§ Job
In the lines below, find the one that contains "the blue football" and write it out exactly, along with every line that follows it.
-- BEGIN Raw records --
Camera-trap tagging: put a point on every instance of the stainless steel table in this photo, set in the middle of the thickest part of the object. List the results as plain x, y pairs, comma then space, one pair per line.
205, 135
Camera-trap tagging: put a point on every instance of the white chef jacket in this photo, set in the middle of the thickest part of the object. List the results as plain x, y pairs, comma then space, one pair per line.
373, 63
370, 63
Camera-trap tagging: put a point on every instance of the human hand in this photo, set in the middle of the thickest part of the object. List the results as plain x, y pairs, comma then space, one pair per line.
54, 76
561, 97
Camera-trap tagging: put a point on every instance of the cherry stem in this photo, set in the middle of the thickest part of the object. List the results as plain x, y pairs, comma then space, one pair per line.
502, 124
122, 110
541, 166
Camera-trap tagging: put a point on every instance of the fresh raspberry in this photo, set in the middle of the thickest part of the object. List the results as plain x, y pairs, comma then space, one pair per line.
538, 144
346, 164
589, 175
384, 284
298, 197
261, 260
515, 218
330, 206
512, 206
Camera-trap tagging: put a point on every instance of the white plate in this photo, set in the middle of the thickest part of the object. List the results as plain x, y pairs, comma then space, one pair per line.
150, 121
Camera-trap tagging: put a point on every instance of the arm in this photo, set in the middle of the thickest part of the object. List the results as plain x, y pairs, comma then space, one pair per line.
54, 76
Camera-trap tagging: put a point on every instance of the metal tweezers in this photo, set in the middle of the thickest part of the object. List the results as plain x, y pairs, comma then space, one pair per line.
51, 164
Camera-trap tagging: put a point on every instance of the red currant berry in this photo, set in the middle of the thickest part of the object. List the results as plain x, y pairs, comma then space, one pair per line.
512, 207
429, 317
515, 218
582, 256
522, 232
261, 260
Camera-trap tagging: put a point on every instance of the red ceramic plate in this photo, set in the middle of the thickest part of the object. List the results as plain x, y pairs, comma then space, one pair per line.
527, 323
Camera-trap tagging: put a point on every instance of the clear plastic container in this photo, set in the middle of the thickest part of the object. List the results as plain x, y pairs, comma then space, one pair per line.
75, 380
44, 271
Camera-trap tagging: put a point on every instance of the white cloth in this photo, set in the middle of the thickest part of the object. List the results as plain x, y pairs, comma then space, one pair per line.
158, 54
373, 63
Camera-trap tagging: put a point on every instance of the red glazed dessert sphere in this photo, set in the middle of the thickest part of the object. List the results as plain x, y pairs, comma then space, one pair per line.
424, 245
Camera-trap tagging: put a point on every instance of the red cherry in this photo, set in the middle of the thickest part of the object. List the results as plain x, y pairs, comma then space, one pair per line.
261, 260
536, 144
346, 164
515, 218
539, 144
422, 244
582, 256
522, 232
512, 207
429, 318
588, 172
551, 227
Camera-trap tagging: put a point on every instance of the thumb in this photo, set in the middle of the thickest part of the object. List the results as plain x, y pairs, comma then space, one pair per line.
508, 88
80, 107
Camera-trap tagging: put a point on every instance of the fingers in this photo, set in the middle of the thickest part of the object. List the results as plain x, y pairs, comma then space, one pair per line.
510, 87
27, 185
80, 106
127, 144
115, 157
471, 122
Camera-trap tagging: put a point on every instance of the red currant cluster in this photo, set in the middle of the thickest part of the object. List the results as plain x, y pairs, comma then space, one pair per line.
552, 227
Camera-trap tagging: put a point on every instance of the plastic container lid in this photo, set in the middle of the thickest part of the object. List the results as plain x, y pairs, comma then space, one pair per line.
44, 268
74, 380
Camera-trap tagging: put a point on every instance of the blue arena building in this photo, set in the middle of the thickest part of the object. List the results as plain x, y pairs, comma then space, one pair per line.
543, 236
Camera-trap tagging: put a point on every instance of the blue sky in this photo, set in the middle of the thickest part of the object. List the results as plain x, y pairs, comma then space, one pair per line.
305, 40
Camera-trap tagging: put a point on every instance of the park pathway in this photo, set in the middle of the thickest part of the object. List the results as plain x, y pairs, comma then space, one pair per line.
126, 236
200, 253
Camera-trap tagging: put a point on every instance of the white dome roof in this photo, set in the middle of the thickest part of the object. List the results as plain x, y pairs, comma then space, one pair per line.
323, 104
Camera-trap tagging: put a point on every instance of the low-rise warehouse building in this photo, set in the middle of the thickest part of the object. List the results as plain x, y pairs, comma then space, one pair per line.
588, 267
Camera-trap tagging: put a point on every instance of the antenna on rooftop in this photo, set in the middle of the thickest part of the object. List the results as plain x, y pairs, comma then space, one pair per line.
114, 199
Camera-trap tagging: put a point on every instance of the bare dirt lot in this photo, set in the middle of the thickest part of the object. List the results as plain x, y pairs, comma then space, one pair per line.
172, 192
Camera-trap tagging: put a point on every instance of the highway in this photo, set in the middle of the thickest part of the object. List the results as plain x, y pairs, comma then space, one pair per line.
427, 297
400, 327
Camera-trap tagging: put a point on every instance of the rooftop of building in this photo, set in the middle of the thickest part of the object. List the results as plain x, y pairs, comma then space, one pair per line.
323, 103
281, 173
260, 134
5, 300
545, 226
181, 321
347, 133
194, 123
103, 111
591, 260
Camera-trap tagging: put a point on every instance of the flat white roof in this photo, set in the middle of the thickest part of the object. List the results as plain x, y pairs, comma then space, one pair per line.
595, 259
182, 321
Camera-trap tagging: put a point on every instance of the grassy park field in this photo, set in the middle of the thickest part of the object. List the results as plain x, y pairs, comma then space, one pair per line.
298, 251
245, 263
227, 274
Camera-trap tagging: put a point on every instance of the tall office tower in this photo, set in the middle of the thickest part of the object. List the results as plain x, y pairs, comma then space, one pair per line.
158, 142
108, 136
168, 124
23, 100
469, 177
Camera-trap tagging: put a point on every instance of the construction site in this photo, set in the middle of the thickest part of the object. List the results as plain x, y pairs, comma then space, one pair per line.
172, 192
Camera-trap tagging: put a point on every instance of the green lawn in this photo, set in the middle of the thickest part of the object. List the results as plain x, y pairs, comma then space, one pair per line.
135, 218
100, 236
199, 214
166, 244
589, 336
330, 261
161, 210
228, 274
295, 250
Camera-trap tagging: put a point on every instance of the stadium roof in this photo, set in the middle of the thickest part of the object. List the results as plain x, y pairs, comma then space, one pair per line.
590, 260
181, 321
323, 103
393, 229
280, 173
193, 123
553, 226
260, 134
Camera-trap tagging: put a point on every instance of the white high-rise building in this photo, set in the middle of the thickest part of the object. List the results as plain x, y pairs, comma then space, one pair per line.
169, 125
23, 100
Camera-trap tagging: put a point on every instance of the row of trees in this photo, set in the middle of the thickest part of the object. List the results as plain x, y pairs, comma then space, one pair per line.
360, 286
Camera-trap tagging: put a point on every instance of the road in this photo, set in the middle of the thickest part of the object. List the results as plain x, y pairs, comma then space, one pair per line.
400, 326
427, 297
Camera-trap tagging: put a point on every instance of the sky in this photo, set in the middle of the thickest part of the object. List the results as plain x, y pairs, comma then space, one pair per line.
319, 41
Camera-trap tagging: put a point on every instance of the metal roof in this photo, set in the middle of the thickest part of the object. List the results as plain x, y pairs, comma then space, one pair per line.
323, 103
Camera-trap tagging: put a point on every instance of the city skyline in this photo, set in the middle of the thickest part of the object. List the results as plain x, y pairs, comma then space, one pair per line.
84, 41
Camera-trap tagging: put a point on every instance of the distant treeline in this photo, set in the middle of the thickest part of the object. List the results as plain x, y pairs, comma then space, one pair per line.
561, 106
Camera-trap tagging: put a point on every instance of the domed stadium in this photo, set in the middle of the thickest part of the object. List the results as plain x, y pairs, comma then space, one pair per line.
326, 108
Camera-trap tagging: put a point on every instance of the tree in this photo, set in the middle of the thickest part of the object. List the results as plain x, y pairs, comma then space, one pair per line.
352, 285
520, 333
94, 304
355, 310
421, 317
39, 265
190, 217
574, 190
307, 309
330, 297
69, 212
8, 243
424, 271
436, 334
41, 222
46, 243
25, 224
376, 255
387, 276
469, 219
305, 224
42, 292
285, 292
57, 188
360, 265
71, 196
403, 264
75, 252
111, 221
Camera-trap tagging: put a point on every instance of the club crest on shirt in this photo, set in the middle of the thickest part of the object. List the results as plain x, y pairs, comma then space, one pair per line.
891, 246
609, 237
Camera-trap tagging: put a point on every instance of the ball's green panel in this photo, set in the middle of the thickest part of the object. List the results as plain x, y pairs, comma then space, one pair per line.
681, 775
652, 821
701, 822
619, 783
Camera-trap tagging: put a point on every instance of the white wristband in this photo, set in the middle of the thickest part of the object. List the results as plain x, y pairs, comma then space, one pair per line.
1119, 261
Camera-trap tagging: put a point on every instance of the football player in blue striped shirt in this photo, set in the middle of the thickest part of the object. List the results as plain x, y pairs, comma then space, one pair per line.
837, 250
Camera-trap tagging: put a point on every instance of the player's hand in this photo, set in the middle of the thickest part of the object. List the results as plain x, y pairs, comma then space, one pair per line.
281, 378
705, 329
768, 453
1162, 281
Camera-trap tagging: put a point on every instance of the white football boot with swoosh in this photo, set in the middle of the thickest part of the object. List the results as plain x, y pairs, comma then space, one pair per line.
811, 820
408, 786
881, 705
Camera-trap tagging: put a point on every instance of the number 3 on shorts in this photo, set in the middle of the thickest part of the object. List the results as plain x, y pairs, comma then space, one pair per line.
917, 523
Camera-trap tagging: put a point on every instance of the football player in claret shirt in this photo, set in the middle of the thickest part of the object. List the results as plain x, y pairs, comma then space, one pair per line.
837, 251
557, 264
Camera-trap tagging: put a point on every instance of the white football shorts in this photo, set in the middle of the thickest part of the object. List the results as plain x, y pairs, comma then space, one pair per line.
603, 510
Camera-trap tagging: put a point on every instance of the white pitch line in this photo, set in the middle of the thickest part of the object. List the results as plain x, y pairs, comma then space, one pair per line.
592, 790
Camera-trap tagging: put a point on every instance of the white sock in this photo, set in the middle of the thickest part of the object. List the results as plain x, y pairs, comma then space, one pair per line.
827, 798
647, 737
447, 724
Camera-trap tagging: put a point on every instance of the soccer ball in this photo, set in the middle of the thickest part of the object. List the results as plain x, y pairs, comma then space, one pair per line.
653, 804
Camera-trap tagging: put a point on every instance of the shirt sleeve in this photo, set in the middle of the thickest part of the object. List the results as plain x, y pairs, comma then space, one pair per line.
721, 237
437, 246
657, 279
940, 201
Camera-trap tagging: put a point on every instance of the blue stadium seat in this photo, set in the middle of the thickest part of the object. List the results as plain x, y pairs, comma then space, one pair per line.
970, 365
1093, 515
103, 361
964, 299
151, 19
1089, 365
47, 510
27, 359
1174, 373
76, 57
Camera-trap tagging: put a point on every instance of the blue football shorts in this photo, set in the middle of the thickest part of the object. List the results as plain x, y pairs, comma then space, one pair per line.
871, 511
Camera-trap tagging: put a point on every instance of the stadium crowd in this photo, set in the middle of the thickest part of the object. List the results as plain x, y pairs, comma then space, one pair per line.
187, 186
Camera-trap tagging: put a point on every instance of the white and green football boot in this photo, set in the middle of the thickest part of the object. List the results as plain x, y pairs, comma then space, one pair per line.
-- END Raw records --
§ Problem solution
Camera-trap tagging: put a point on every instance of the blue football shorts in this photo, set in the middle of the thickest part of the object. List the results as plain x, y pairs, comma then space, one pair per line.
871, 511
Camera-trap tagging: put a point on every instance of the stadium crowd in this photo, set in the middle of the thickest part of the object. List the results as plain x, y pairs, comma then space, one pair per line.
187, 186
Camera-trap tagging: put a point on every instance of the white and green football boot in this photo, set in the middle of the thickest part of the object. List the results as plain x, y pairs, comma then space, one pair per line.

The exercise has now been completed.